▶ Problem details
Output all of the material beneath this line exactly as it is.

#####

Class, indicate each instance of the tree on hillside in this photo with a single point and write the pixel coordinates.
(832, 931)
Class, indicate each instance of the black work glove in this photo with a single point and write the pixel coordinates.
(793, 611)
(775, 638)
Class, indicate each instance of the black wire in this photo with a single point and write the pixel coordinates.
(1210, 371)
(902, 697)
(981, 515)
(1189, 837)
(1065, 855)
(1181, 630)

#####

▶ Exercise response
Class, indicate each instance of the tree on hillside in this photo with a single point and write the pixel coordinates.
(832, 931)
Class, indicate each instance of the black work glove in this photo with a single point and write the pixel coordinates.
(793, 611)
(775, 638)
Class, indicate each instance of the black wire in this photo with a single point and write the pixel coordinates.
(1210, 371)
(902, 697)
(981, 515)
(1189, 837)
(1065, 855)
(1181, 630)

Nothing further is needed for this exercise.